[Dataset rows showing where objects appear]
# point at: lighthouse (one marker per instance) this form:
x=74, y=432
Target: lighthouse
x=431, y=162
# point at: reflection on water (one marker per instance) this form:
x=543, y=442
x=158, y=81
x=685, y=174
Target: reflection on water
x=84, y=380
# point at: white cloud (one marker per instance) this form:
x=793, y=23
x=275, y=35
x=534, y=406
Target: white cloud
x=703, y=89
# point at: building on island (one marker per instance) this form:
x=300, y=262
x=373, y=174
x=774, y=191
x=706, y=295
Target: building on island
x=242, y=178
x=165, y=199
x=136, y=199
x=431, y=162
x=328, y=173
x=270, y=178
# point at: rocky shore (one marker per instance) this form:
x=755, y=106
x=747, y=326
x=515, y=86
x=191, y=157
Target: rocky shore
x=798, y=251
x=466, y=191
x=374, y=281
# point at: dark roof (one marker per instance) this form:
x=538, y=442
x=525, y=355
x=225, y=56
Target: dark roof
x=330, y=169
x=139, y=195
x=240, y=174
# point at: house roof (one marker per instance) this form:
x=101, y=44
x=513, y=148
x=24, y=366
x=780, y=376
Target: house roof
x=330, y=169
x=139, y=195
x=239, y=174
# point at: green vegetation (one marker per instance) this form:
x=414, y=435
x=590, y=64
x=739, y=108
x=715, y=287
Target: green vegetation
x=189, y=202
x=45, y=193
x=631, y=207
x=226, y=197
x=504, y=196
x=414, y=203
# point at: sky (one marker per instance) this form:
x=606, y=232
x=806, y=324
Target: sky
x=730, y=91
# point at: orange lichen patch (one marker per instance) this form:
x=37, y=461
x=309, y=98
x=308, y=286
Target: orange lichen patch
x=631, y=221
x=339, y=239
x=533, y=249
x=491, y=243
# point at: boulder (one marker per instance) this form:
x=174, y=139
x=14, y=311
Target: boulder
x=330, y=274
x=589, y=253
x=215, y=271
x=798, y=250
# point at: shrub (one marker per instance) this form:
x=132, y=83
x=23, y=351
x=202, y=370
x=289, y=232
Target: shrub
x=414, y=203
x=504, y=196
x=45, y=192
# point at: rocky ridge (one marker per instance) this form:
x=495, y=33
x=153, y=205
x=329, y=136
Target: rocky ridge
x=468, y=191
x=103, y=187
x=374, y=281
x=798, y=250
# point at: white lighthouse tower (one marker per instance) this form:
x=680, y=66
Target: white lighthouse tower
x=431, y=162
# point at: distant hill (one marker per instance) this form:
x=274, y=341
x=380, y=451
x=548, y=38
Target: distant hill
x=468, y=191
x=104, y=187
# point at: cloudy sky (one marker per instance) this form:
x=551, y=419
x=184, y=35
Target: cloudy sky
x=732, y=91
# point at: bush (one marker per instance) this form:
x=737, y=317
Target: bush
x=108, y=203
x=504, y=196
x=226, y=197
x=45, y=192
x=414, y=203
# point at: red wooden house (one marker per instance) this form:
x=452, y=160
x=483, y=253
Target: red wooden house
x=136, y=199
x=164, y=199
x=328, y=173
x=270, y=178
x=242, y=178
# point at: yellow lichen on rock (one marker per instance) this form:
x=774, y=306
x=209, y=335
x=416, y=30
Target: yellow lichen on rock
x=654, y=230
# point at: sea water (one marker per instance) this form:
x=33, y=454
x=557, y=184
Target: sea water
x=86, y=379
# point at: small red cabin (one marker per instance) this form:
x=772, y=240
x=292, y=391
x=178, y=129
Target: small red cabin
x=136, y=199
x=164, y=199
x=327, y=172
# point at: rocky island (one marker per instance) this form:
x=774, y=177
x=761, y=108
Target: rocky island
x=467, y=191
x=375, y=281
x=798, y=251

**What this task involves**
Rewrite the records from the line containing "# point at: white lighthouse" through the end of the records, replacing "red wooden house" with "red timber house" and leaving everything else unchanged.

**Worked solution**
# point at: white lighthouse tower (one marker per instance) this form:
x=680, y=66
Target: white lighthouse tower
x=431, y=162
# point at: distant hill (one marker per instance) this form:
x=274, y=341
x=380, y=451
x=548, y=38
Target: distant hill
x=468, y=191
x=104, y=187
# point at: cloudy sky (one marker per instance) this form:
x=551, y=419
x=184, y=35
Target: cloudy sky
x=732, y=91
# point at: bush (one marker per instance) this form:
x=737, y=317
Target: bush
x=108, y=203
x=504, y=196
x=226, y=197
x=45, y=192
x=414, y=203
# point at: red timber house (one marker per instance) this form:
x=452, y=160
x=483, y=253
Target: red timber house
x=136, y=199
x=164, y=199
x=328, y=173
x=270, y=178
x=242, y=178
# point at: yellow lichen on rock (one marker per instance) this form:
x=774, y=306
x=209, y=335
x=416, y=30
Target: yellow lichen on rock
x=654, y=230
# point at: sea water (one marker per instance) this form:
x=33, y=454
x=557, y=184
Target: sea water
x=86, y=379
# point at: small red cabin (one marker per instance) this form:
x=772, y=240
x=292, y=391
x=178, y=129
Target: small red cabin
x=136, y=199
x=164, y=199
x=327, y=172
# point at: rocky island (one marker per instance) this form:
x=774, y=177
x=761, y=108
Target: rocky island
x=467, y=191
x=375, y=281
x=798, y=251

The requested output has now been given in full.